> **SET PROBLEM 1**: Write out the stretch of the listing from its first line through the line containing "[69,32,91,82]" again, shifting every bounding-box coordinate by -139 and leaving everything else unchanged.

> **EXCERPTED TEXT**:
A portion of the allowance for loan losses is not allocated to any
specific segment of the loan portfolio. This non-specific allowance is
maintained for two primary reasons: (i) there exists an inherent
subjectivity and imprecision to the analytical processes employed, and (ii)
the prevailing business environment, as it is affected by changing economic
conditions and various external factors, may impact the portfolio in ways
currently unforeseen. Management, therefore, has established and maintains
a non-specific allowance for loan losses. The amount of this measurement
imprecision allocation was $3.0 million at March 31, 2004, compared to $3.1
million at December 31, 2003.

While management evaluates currently available information in
establishing the allowance for loan losses, future adjustments to the
allowance may be necessary if conditions differ substantially from the
assumptions used in making the evaluations. In addition, various regulatory
agencies, as an integral part of their examination process, periodically
review a financial institution's allowance for loan losses and carrying
amounts of other real estate owned. Such agencies may require the financial
institution to recognize additions to the allowance based on their judgments
about information available to them at the time of their examination.

RESULTS OF OPERATIONS
- ---------------------

Comparison of Three Months Ended March 31, 2004 and 2003
- --------------------------------------------------------

-- General. The Company reported net income for the first quarter of
2004 of $2.1 million, up $392,000, or 23.4%, from the first quarter of 2003.
Diluted earnings per common share were $0.49 for the first quarter of 2004,
compared to $0.42 for the first quarter of 2003.


17


The Company reported a return on average assets of 0.75% and a return
on average equity of 11.27% for the 2004 period, as compared to a return on
average assets of 0.67% and a return on average equity of 10.18% for the
2003 period.

-- Net Interest Income. For the quarter ended March 31, 2004, net
interest income was $8.9 million, compared to $7.8 million for the 2003
period. The net interest margin for the first quarter of 2004 was 3.42%
compared to a net interest margin of 3.33% for the 2003 period. The
increase in net interest income of $1.1 million, or 14.4%, was primarily
attributable to the continued growth of the Company. Average earning assets
were $99.7 million, or 10.5%, higher, and average interest-bearing
liabilities were $66.9 million, or 8.3%, higher, than the comparable period
a year earlier. The increase of 9 basis points in the net interest margin
primarily resulted from the growth in demand deposit accounts funding
interest earning assets.

-- Interest Income. Investments. Total investment income was $2.3
million for the quarter ended March 31, 2004, compared to $2.7 million for
the 2003 quarter. The decrease in total investment income was $429,000, or
15.8%, and was primarily attributable to a decrease in average balances,
along with a decrease in market interest rates. The average balance of
investments decreased $39.8 million, and the average yield on investments
decreased 4 basis points, and from the first quarter of 2003 to the first
quarter of 2004. The majority of the Company's investments are comprised of
U.S. Agency securities and MBSs with repricing periods or expected remaining
maturities of less than five years.

> **INPUT MATERIAL**:
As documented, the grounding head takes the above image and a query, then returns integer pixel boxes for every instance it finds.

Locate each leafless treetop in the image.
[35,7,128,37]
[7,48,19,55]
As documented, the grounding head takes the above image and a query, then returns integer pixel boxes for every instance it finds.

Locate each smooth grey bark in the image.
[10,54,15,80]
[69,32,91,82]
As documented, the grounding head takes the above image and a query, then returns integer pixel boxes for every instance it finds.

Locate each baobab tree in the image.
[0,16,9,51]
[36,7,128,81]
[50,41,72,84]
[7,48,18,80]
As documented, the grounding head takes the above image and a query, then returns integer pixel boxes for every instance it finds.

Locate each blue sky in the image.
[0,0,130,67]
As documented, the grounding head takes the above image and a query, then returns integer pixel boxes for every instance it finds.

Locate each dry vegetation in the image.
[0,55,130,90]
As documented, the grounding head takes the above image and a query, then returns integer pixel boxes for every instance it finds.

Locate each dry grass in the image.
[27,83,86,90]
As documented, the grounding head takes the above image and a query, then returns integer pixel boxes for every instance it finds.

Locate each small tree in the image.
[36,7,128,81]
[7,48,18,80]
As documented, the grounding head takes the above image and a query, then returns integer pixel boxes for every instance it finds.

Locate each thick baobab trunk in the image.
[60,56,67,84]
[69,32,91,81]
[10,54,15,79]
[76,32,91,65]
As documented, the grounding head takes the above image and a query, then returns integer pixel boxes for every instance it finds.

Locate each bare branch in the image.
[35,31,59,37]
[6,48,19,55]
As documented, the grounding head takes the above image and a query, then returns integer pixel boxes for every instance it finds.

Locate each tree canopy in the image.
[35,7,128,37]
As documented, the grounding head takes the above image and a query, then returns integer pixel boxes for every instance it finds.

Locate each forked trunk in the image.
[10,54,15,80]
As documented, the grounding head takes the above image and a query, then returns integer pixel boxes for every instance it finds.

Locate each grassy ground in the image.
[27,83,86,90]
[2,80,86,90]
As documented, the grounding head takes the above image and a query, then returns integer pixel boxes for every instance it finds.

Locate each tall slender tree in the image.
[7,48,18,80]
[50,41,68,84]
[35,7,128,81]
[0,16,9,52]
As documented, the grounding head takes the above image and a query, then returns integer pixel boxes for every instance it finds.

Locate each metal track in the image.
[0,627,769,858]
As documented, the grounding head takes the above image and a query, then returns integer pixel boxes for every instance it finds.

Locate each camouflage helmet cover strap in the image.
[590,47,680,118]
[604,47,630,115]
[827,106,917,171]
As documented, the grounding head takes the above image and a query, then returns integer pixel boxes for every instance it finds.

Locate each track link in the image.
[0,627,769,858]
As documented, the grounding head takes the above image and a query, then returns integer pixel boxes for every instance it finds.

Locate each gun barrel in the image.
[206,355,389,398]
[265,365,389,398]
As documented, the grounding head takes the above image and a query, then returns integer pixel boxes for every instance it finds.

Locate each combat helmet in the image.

> **SET PROBLEM 2**: Repeat word for word the stretch of the loan-loss and quarterly-results excerpt from "RESULTS OF OPERATIONS" through "for the first quarter of 2003.".

> **FINISHED ANSWER 1**:
As documented, the grounding head takes the above image and a query, then returns integer pixel boxes for every instance it finds.

Locate each leafless treetop in the image.
[-104,-132,-11,-102]
[-132,-91,-120,-84]
As documented, the grounding head takes the above image and a query, then returns integer pixel boxes for every instance it finds.

Locate each smooth grey bark in the image.
[-129,-85,-124,-59]
[-70,-107,-48,-57]

> **FINISHED ANSWER 2**:
RESULTS OF OPERATIONS
- ---------------------

Comparison of Three Months Ended March 31, 2004 and 2003
- --------------------------------------------------------

-- General. The Company reported net income for the first quarter of
2004 of $2.1 million, up $392,000, or 23.4%, from the first quarter of 2003.
Diluted earnings per common share were $0.49 for the first quarter of 2004,
compared to $0.42 for the first quarter of 2003.